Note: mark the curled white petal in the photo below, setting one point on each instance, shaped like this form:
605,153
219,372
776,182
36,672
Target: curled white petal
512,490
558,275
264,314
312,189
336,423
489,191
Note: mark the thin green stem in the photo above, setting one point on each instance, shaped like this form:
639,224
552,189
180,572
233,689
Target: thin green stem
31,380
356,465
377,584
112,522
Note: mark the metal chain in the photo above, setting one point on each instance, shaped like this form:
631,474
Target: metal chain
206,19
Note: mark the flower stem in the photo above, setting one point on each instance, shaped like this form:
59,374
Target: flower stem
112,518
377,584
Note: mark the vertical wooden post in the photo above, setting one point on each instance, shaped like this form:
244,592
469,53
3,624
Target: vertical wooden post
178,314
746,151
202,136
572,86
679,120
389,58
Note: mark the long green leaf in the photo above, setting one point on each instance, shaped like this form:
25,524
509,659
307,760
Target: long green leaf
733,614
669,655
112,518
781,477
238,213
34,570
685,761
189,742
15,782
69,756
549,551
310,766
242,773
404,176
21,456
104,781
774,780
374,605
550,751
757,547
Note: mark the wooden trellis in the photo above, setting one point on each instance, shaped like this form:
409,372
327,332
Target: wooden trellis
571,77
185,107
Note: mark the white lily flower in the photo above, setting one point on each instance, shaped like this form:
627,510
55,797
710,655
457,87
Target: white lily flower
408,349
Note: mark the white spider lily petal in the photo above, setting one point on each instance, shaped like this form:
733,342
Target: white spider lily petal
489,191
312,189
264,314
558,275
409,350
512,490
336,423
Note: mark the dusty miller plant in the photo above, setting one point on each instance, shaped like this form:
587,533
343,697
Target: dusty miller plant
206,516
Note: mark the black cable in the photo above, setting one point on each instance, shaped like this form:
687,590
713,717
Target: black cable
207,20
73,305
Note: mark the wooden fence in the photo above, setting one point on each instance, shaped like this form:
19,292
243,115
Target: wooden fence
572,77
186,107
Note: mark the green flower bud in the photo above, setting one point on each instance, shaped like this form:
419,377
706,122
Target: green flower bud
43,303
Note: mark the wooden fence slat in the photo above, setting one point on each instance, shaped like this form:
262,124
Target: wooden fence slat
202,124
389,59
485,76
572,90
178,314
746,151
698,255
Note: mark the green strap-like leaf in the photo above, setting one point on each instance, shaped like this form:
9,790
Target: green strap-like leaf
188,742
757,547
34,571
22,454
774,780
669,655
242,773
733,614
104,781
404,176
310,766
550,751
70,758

**Directions for this task**
All of the material above must be transcribed exactly, with no line dropped.

**Written answer**
Note: mark the curled white petal in the photo below, setting one point on each instance, shaped like this form:
605,153
219,372
776,182
36,672
Target: curled white petal
512,490
558,275
264,314
312,189
336,423
489,191
Note: mark the thin green stem in the photo above, setting one point on each instance, shaped like this form:
639,224
552,189
180,572
233,689
Target: thin green stem
31,380
356,465
377,584
112,522
Note: mark the metal chain in the photo above, setting one point on each instance, shaped like this form:
631,474
Target: metal chain
206,19
Note: mark the flower stem in the photo above, setting one point on each instance, shaped like this form:
59,374
Target: flower stem
112,518
377,584
Note: mark the vertical wooden post in the photo above, setting one point on each instance, shaped like this form:
244,592
469,53
3,624
Target: vertical wooden post
178,314
746,151
202,136
572,86
679,120
389,58
Note: mark the long green leaf in the photo above, setting one point on each instance, shaped like this form:
25,524
509,659
307,760
Target: long green leaf
733,614
669,655
112,518
781,477
238,213
34,570
685,761
189,742
15,782
69,756
549,551
310,766
242,773
404,176
21,456
104,781
774,780
374,605
550,751
757,547
Note: mark the wooden trellis in the photo above, setting one point on each instance, shaped like this form:
409,372
327,332
Target: wooden trellis
571,77
185,107
Note: mark the white lily flower in the photo above, setting one point on each instance, shaped like this form:
627,510
55,797
710,655
457,87
Target: white lily flower
408,349
Note: mark the white spider lily petal in the photo above, setting one point on each instance, shaped like this form:
733,342
Target: white spider lily petal
489,191
312,189
264,314
558,275
409,350
512,490
336,423
Note: mark the dusty miller plant in the photo above, setting one point on each instance, shaped like this form:
587,533
343,697
Target: dusty miller plant
206,516
Note: mark the black cable in the photo above, setting one point on each instance, shaped like this form:
687,590
713,717
Target: black cable
207,20
73,305
Note: mark the wooden fence in the photo above, setting one point on each instance, shaped like this form:
19,292
243,115
Target: wooden fence
572,77
186,107
Note: mark the green flower bud in the photo above, setting one point on each instance, shaped like this form:
419,377
706,122
Target: green flower bud
43,303
Note: mark the wooden fence slat in the photo above, setting one point on each instance, shaped like this form:
262,124
Target: wooden fence slat
202,124
389,59
485,76
572,90
178,314
746,151
698,255
Note: mark the green strap-like leaf in the photo above, setting one point on each instance, shaped like this form:
9,790
Target: green strap-like leaf
188,742
757,547
34,571
22,454
774,780
669,655
242,773
733,614
104,781
404,176
310,766
550,751
70,758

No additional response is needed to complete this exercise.